I would say Guinness is about 30% hotter and spookier than he has ever been. Two days ago he tried to "save" us both from a feral and dangerous golf cart by bolting towards the road. The day before that he spooked so hard at another horse in a pasture, I actually thought he might have unseated me. Yesterday he decided the sound of the farrier grinding shoes was actually the sound of his pasture-mate being ground into bits. Walking from our pasture to the ring has made me contemplate horse-exorcism, and wearing an air vest. He's completely lost his mind.

Once he's in the ring and settled down to work, however, Guinness has been a perfect gentleman. The extra muscle has helped him feel more prepared for the work, so we have fewer "I can't even" meltdowns. His hotness is just about even with my capabilities, making him a very fun and responsive Ferrari ride. Honestly, I'm enjoying the shenanigans. Hot horses, they are kind of my thing.

The whole thing makes me wonder, though. What kind of balance is there in feeding your horse for optimal performance and keeping him a willing and mindful partner? It seems to be harder for thoroughbreds.

**Thanks to Jodi from Racing to Ride for more detailed info on the feeding of racehorses.

Monday, August 24, 2015

Test Decisions & Planning

Well, I did it. I entered a local recognized show for this weekend. Though I think we could make a better showing at 3rd than in May, I've decided to hold off on showing 3rd until next year when our changes are more confirmed and relaxed. For now, I'm focusing on upping our score percentage at 2nd (hopefully), and qualifying for those IDS end of year awards.

For the last couple of weeks, I've started to put more pressure on Pig. I need him to keep his brain intact during the fast paced tests of 2nd level. Last week he put in stellar work Tuesday-Thursday, running through all the trot work and canter work of the 2-1, 2-2, and 2-3 tests in chunks. When I tried to put everything together on Friday, however, he was a nervous wreck.

Too many days drilling, apparently...
I'm trying not to let one subpar test run-through get me down. I know this horse can only handle pressure in small doses, and 4 days of it is just too much. Still, it's very annoying to have three amazing and relaxed rides followed by one so wracked with tension that any progress is obscured. I know we are better than the so-tight-his-head-wags pair I see in this video, but I also know the video looks a ton better than the ride felt.

→ Dataset rows:
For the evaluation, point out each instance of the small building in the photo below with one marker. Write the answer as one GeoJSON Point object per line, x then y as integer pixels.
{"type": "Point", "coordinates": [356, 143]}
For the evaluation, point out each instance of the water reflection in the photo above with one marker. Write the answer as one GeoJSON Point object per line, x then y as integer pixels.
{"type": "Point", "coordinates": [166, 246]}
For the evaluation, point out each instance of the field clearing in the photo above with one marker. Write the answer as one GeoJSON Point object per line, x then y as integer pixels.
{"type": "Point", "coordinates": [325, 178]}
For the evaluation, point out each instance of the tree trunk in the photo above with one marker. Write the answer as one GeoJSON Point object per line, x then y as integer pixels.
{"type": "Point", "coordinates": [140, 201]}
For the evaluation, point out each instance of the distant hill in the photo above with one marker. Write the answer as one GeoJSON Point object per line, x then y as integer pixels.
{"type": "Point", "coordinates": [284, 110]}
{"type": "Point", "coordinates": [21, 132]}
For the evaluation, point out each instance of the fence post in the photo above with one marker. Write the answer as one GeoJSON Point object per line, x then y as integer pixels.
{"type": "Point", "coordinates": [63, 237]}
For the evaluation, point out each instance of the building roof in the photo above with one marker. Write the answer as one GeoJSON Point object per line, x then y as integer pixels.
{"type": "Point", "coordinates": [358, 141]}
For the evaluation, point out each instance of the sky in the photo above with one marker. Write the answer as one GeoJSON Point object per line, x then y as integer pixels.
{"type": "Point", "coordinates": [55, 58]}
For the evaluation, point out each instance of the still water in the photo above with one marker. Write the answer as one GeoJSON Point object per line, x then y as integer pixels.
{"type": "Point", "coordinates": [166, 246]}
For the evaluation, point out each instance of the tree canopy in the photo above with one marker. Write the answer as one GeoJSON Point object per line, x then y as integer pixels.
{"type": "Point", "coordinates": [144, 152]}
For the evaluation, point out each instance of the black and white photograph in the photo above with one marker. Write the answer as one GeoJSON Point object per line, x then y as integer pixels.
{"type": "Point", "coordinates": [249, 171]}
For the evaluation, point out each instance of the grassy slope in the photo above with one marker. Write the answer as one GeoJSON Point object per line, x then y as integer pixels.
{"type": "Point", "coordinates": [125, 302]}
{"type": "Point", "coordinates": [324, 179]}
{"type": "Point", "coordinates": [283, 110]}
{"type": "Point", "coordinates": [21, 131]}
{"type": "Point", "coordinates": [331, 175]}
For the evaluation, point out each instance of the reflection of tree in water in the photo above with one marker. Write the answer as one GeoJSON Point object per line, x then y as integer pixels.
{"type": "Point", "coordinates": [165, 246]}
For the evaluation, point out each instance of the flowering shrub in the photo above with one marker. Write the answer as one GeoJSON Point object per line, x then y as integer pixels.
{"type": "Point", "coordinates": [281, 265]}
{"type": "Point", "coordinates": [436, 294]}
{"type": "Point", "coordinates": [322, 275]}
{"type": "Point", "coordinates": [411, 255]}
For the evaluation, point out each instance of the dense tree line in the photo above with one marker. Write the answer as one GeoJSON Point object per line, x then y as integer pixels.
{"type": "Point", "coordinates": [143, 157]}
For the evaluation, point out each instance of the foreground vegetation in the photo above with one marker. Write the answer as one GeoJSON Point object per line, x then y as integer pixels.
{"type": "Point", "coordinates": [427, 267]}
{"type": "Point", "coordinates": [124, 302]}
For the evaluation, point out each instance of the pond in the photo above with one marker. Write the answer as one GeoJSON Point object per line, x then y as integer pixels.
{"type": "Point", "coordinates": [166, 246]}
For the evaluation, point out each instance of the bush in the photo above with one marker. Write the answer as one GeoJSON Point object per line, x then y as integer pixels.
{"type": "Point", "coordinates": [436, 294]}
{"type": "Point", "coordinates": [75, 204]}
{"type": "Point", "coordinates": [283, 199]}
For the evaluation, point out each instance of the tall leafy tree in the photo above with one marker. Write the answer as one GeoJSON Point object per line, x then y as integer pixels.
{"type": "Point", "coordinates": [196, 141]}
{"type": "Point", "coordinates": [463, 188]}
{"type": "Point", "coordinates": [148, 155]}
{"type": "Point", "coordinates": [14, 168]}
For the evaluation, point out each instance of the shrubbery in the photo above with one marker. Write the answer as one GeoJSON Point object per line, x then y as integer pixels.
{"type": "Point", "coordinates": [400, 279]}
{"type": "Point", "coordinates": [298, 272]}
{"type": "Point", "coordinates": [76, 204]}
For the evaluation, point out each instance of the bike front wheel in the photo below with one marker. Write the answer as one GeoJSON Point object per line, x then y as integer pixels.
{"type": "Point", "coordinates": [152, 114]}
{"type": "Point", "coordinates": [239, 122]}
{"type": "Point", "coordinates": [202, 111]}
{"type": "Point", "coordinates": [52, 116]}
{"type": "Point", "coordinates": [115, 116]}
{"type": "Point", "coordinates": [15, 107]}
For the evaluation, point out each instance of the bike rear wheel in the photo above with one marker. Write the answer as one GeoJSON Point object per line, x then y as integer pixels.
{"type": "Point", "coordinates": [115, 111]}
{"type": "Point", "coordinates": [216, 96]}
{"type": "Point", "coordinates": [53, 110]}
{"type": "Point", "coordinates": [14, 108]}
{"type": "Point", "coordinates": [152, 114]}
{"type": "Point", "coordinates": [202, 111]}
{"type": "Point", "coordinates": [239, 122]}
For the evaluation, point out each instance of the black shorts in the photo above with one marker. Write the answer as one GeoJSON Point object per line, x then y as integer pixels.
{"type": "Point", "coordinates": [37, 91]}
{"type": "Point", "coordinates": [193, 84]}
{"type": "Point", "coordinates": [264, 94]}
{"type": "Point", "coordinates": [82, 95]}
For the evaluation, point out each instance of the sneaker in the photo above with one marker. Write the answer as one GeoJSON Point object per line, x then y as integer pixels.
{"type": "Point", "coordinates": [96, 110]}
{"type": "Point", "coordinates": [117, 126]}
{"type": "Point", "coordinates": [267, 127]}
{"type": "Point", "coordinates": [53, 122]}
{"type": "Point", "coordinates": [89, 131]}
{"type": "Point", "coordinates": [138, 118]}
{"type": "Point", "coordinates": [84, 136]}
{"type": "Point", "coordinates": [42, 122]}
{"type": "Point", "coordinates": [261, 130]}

→ Task directions:
Decide whether each statement agrees with the riding blog, answering yes or no and quoting the exact words that settle it: (a) Guinness reacted to the noise of the farrier grinding shoes. (b) The writer chose to show at 3rd level at this weekend's show. (c) Pig did stellar work from Tuesday through Thursday last week. The records play no part in this work.

→ Result:
(a) Yes: "Yesterday he decided the sound of the farrier grinding shoes was actually the sound of his pasture-mate being ground into bits."
(b) No: "I've decided to hold off on showing 3rd until next year when our changes are more confirmed and relaxed."
(c) Yes: "Last week he put in stellar work Tuesday-Thursday"